Passage provided -
Content starts

Abstract 6422: A 3D bioprinted vascularized tumor tissue model of non-small cell lung cancer: A model for drug screening

Abstract Lung cancer remains the leading cause of cancer-related death worldwide, with non-small cell lung cancer (NSCLC) accounting for 80-85% of all cases. There is therefore a need for new, effective treatments for lung cancer. A major challenge in preclinical drug development is the lack of assay platforms that accurately recapitulate the tumor microenvironment (TME), thereby enabling the investigation of cell-cell interactions between the tumor and surrounding stroma cells. To address this gap, we have developed a 3D-bioprinted vascularized lung cancer tissue model in a 96-well format that incorporates human NSCLC cells within a physiologically relevant TME. The TME tissue model includes GFP-expressing lung endothelial cells, pericytes, and fibroblasts that form a vascular network, surrounded by RFP-expressing NSCLC cells (A549, H1975, or H460). Using this platform, we conducted quantitative fluorescence cell imaging to assess vascular morphology, including angiogenesis and tumor growth. Our results revealed distinct tumor morphologies for each of the three NSCLC cell lines used, with H1975 cells showing migration toward the vessels and forming irregular tumor shapes. In contrast, H460 cells formed spheroidal tumors, with no migration to the vessels. We are currently conducting single-cell RNA sequencing on these tissue models and will apply a pharmacogenomics approach to identify novel therapeutic targets based on cancer cell-tumor microenvironment (TME) interactions. This engineered 3D lung cancer model provides a scalable, clinically relevant approach to discovering new treatments for NSCLC patients. Citation Format: Fahimeh Shahabipour, Yuchi Chen, Yen-Ting Tung, Min Jae Song, Marc Ferrer. A 3D bioprinted vascularized tumor tissue model of non-small cell lung cancer: A model for drug screening abstract. In: Proceedings of the American Association for Cancer Research Annual Meeting 2026; Part 1 (Regular Abstracts); 2026 Apr 17-22; San Diego, CA. Philadelphia (PA): AACR; Cancer Res 2026;86(7 Suppl):Abstract nr 6422.

Content ends

Work item - In the abstract on the bioprinted lung cancer model, what kind of tumors did the H460 cells form?

Given information -
Content starts

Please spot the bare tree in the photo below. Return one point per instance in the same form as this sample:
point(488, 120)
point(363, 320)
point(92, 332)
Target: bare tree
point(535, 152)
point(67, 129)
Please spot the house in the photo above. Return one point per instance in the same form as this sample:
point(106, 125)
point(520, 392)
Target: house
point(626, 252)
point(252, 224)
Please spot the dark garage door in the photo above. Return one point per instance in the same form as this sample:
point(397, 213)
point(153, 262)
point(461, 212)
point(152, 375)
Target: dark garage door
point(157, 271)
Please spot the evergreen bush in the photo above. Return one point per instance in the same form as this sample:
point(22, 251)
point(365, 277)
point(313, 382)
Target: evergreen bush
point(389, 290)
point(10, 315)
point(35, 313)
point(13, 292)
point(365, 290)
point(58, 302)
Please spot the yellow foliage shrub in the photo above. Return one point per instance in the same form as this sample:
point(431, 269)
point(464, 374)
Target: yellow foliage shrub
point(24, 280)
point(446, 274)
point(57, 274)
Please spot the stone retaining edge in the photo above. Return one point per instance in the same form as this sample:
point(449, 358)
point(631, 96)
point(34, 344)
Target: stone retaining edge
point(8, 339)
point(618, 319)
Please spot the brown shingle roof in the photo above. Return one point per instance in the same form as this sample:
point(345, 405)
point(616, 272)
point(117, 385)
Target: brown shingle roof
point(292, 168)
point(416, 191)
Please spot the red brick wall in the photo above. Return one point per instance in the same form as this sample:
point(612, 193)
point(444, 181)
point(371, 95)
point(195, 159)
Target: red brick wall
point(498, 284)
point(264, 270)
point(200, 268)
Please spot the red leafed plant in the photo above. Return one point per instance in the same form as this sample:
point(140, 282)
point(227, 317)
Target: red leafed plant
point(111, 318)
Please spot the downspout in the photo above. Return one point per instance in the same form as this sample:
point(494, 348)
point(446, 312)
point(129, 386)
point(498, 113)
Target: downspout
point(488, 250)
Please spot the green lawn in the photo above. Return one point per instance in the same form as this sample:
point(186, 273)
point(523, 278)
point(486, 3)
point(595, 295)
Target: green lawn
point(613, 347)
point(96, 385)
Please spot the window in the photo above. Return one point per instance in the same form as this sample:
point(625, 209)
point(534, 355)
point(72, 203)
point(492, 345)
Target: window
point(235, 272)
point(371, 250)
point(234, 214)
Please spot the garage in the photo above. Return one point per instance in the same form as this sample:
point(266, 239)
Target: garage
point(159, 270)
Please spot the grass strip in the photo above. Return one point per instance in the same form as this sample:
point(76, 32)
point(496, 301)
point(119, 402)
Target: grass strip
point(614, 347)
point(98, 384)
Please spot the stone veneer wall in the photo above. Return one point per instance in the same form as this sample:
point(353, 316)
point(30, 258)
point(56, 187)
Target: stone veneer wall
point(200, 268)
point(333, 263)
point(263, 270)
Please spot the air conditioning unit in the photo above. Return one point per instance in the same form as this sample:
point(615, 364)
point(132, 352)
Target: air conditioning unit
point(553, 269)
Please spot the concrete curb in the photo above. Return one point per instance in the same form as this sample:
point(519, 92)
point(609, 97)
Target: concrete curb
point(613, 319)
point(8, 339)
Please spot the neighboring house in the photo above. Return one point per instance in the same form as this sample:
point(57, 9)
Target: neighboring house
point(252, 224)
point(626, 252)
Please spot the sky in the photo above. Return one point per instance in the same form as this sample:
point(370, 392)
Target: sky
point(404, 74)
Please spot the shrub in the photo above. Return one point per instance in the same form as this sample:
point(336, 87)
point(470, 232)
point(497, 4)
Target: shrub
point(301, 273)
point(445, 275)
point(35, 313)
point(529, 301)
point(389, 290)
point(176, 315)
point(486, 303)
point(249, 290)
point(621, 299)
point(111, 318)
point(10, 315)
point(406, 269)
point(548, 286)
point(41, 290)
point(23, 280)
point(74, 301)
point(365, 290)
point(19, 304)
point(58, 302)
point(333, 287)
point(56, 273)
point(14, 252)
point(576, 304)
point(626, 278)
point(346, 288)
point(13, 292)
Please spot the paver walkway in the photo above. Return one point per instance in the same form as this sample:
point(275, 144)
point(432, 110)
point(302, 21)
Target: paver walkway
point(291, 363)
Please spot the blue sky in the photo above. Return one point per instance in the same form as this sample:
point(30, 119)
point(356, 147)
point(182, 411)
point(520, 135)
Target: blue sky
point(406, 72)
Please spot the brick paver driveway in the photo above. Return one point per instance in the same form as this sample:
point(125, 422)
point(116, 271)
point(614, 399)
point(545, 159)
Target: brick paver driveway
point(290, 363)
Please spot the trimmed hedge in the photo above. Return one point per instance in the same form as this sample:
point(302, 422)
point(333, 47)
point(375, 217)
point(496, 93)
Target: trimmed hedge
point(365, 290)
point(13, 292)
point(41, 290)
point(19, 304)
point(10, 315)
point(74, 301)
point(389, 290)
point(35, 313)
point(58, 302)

Content ends
Content starts

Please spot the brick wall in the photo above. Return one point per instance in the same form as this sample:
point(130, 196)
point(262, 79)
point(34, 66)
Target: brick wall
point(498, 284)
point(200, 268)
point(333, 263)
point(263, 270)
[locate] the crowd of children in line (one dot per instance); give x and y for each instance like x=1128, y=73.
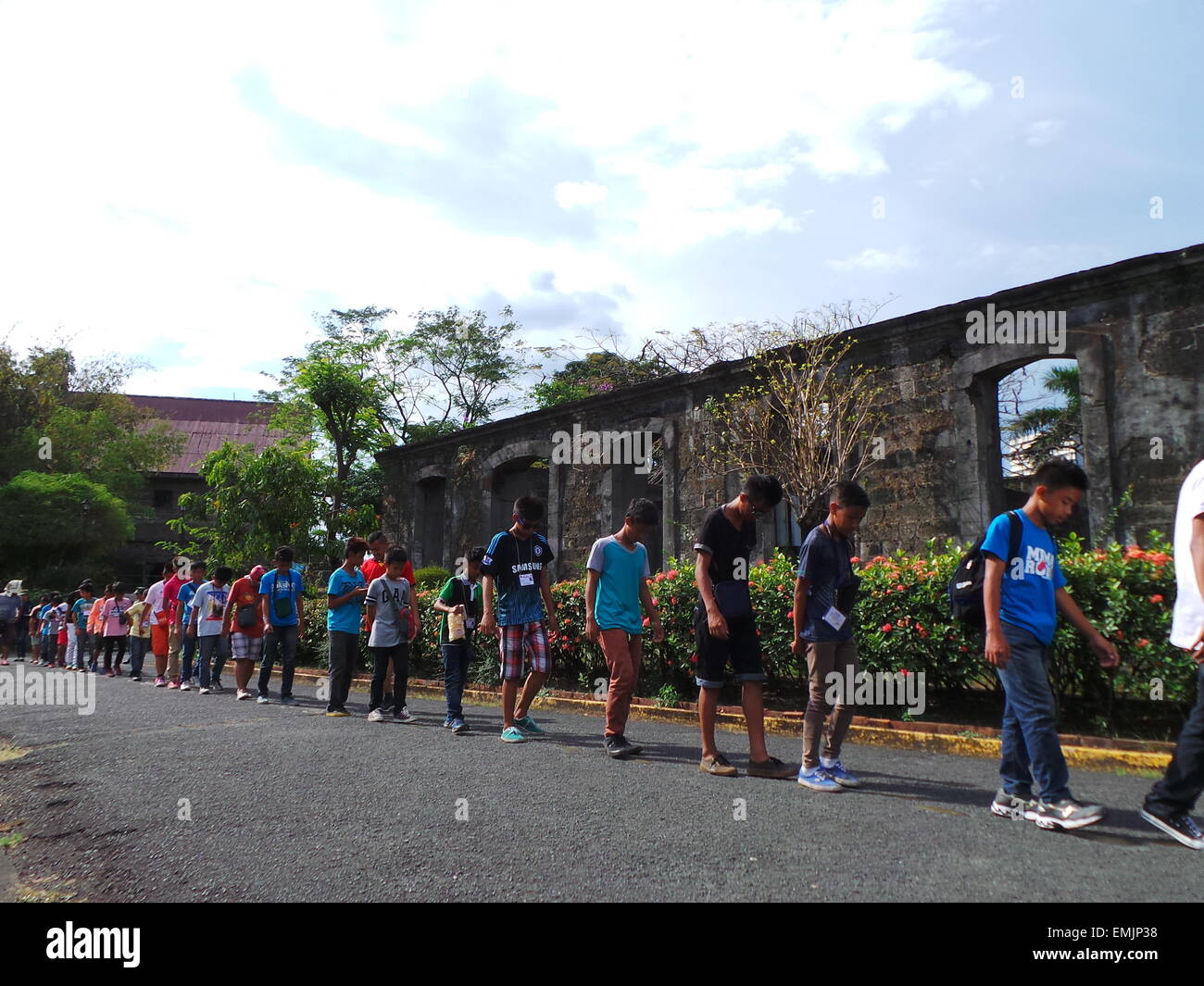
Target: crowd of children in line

Content ends

Problem solution - Spheroidal tumors, with no migration to the vessels.